*** Opening TEXT SECTION ***

The area, however, which caught the most attention was for the deok (rice cake) maker. A man in the traditional hemp working class garb with his shock of black hair tied with a white cloth bandana-style related stories of long ago, stories related to ddeok. After 2 or 3 stories with the children correcting him in his telling, he would empty a dishpan of steamed rice onto an immense hemp cloth and with his large wooden >mallet begin pounding. Young boys volunteered to pound and pound among the cheers of the spectators, for with each successful pound and softening blow of the mallet, the crowd was that much closer to a traditional and favorite rice-cake treat, and one that was hand-made! As soon as the rice had been pounded into a glutinous mass, doughy wads were rolled in bean-powder and the crowd delighted in receiving even a tiny cake of yellow bean-powdered coated rice cake, the most traditional food of Seolnal.

Sunday, February 14, 2010

Seolnal: Lunar New Year's Day

On the morning of Seolnal, Lunar New Year Day, Koreans are to wash with pure water, a form of absolution and symbolic cleansing from last year's happenings, and then to don new clothes [most preferably the traditional hanbok] which is also symbolic of starting anew. Even in modern-day Korea with its Western influences, Koreans are still tied to their folk traditions of giving honor to their ancestors in the form of ancestral rites, charye. Only men do the deep bow, saebae, before the ancestors' memorial tablet as only men are linked by blood to the ancestors. Their wives serve the food and men, before they do the bow, arrange the food according to colors: white food in the east and red food in the west. [Paying such careful attention to food arrangement is only of importance when honoring the dead.]

Once the ancestors up to the fourth generation have been honored and bowed to three times, gije, [sije, honoring the ancestors 5 generations removed and upward is rare nowadays], then all descendants (the women by marriage are included this time) descend upon the food and enjoy the food that has been 'blessed' by the ancestors.

The typical new year food is ddeokguk or rice-cake soup [pictured left in lower right corner]. This is served following the charye ceremony and all members of the household turn one year older after eating the soup. This aging process is based on a cultural concept of collectivism rather than individualism, that of every individual celebrating his or her own birth day. With the traditional Korean aging method, when a child is born, he or she is one year of age at birth as from conception his or her development process began. [A side note to this is that Koreans also regard the womb period to be 10 months in duration instead of what Westerners consider to be 9.] Confusingly, a child born a few days before Seolnal would be considered to be one at time of birth and two at Seolnal.

This year I was invited to my Korean friend's house for the good luck meal of ddeokguk. The food was various with several meat dishes reflecting the honor of the ancestors performed earlier [which unfortunately I was not invited to observe]. The red meat had been on the western side of the table and the fish, virtually always complete with eyeballs and innards, had been on the eastern side of the table. Other dishes had been arranged between according to the judgment of the eldest son before the three-generation male-members of the household did head-to-floor saebae to their ancestors.

*** Closing TEXT SECTION ***
*** Opening EXCERPTED DATA ***

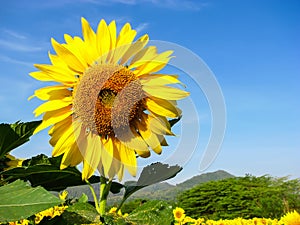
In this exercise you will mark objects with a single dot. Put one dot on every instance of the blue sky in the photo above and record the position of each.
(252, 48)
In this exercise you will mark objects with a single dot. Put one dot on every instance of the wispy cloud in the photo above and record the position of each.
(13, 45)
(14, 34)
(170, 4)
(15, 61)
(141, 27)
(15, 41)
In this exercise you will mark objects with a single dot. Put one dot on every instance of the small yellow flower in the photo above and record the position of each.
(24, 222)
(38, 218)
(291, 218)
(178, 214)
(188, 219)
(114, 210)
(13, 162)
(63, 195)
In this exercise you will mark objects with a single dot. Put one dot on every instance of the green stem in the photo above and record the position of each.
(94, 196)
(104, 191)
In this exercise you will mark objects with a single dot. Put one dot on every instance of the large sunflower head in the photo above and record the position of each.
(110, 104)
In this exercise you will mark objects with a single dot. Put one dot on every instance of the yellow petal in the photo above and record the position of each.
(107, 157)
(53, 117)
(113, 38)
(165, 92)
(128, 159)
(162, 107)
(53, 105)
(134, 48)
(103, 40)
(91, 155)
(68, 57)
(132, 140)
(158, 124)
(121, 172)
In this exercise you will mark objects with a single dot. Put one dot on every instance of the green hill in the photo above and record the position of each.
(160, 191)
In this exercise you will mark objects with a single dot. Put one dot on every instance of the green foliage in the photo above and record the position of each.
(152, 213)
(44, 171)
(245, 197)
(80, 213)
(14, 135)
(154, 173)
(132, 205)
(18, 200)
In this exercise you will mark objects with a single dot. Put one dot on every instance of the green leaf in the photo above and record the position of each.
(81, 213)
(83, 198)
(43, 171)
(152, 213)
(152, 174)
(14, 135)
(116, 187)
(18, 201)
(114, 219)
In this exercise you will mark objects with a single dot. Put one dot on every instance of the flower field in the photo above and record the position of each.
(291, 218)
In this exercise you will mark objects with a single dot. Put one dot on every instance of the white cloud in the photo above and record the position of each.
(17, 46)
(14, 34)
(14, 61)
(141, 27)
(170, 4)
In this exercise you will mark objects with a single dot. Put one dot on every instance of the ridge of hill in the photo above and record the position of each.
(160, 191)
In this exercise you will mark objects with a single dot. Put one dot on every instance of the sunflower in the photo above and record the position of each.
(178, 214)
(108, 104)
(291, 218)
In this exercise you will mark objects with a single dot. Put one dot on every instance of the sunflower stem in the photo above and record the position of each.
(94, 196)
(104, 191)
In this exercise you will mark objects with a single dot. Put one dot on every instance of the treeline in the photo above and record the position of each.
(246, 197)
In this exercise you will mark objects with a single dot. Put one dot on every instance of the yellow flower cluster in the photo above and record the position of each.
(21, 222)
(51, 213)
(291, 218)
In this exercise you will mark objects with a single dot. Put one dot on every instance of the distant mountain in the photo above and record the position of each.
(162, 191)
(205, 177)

*** Closing EXCERPTED DATA ***

Reproduce the Seolnal text word for word, starting at the words "The typical new" and stopping after the words "two at Seolnal.".

The typical new year food is ddeokguk or rice-cake soup [pictured left in lower right corner]. This is served following the charye ceremony and all members of the household turn one year older after eating the soup. This aging process is based on a cultural concept of collectivism rather than individualism, that of every individual celebrating his or her own birth day. With the traditional Korean aging method, when a child is born, he or she is one year of age at birth as from conception his or her development process began. [A side note to this is that Koreans also regard the womb period to be 10 months in duration instead of what Westerners consider to be 9.] Confusingly, a child born a few days before Seolnal would be considered to be one at time of birth and two at Seolnal.